• _Aim_:
Copy out all of the following lines, including the requests, but shift every coordinate in the answers by adding 45 to each number.

(Rows from a pointing dataset)
━━━

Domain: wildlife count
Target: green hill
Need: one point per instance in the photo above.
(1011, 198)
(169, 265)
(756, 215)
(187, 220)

━━━

• _Answer for the task_:
Domain: wildlife count
Target: green hill
Need: one point per instance in the photo above.
(1056, 243)
(214, 310)
(801, 260)
(232, 265)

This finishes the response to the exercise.